STATED EXERCISE: Extract every line of the material below that contains the string "upper". Matching is case-sensitive.
— start of RECORD EXTRACTS —
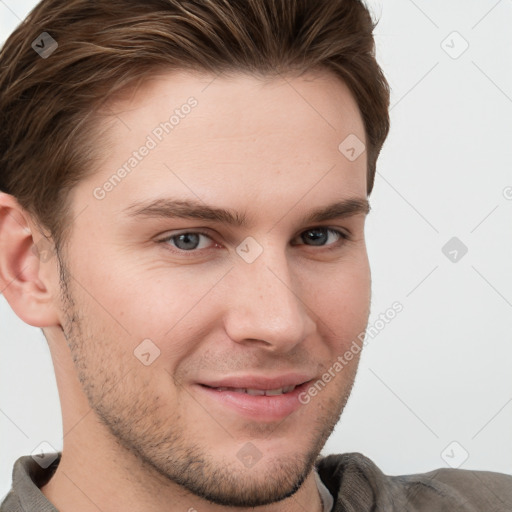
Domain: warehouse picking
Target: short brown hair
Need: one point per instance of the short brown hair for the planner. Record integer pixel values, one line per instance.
(48, 140)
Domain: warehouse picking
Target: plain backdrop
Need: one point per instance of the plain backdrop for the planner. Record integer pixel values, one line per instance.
(434, 387)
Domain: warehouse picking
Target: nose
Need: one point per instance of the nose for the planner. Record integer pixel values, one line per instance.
(267, 306)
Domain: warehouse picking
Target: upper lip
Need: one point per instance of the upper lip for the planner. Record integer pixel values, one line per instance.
(258, 382)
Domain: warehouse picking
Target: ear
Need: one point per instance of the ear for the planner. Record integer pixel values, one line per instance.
(28, 266)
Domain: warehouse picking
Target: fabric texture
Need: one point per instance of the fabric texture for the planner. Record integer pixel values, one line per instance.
(355, 483)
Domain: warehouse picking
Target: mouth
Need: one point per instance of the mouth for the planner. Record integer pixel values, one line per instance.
(260, 400)
(258, 392)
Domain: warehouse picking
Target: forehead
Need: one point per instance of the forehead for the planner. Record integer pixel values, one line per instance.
(215, 137)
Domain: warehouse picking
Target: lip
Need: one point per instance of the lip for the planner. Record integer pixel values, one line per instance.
(259, 382)
(260, 408)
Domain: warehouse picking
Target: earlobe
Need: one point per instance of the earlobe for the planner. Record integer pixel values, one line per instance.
(27, 268)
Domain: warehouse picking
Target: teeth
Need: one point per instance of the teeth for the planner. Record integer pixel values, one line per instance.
(255, 392)
(260, 392)
(274, 392)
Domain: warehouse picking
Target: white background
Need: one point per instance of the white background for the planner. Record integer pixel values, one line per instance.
(441, 370)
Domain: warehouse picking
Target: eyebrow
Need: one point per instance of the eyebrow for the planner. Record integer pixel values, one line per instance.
(196, 210)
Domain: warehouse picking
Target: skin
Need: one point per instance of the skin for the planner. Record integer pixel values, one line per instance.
(140, 437)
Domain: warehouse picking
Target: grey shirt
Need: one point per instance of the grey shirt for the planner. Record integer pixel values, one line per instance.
(352, 480)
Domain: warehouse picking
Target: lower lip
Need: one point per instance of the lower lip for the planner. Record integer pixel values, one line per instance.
(262, 408)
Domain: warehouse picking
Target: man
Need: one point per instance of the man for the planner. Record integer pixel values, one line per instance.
(184, 192)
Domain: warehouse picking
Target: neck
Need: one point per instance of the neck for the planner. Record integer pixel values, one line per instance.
(101, 480)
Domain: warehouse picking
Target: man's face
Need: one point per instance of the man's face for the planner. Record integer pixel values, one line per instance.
(170, 320)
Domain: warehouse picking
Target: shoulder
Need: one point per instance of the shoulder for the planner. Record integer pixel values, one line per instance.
(356, 481)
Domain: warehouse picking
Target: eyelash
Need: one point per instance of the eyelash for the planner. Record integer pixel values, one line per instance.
(343, 237)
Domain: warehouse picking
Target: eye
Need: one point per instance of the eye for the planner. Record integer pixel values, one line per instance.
(190, 241)
(320, 235)
(187, 241)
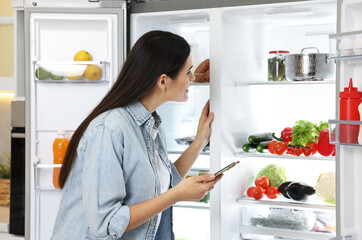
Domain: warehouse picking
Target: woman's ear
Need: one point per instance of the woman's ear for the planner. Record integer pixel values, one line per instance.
(162, 82)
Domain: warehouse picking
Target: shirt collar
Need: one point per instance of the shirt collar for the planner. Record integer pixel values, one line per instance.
(140, 114)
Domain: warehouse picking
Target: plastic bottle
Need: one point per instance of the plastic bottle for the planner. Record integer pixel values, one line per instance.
(60, 146)
(349, 101)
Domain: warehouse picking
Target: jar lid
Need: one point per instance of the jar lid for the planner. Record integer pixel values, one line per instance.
(278, 51)
(350, 91)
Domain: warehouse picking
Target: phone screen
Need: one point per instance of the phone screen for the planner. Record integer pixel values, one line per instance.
(231, 165)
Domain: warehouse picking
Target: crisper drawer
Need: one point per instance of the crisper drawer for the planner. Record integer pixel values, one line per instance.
(259, 219)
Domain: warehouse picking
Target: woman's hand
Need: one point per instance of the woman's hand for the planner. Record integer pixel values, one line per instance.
(203, 129)
(196, 187)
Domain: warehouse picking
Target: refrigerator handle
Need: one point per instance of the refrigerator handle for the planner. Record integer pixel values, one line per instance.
(348, 237)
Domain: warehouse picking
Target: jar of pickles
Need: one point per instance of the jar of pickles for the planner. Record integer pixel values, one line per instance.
(276, 66)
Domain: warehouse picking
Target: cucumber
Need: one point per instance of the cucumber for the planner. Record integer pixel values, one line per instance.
(260, 137)
(262, 146)
(249, 147)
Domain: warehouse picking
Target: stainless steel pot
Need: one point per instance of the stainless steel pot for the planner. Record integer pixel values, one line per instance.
(308, 66)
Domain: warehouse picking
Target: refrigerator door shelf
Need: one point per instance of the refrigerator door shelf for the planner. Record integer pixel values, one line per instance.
(43, 176)
(72, 72)
(286, 156)
(344, 132)
(278, 220)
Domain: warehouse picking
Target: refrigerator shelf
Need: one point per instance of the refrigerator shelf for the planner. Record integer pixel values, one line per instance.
(196, 205)
(285, 233)
(346, 45)
(285, 83)
(342, 132)
(268, 155)
(71, 71)
(281, 203)
(43, 176)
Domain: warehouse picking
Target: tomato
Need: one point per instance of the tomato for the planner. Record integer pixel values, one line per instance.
(271, 146)
(262, 181)
(298, 151)
(280, 148)
(258, 193)
(272, 192)
(250, 192)
(313, 147)
(307, 151)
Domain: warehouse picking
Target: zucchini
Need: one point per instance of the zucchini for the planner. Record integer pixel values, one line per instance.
— end of RECORD EXTRACTS —
RESPONSE:
Target: upper lip
Need: one point per instance of the upper lip for the planner. Record integer pixel values, one line per instance.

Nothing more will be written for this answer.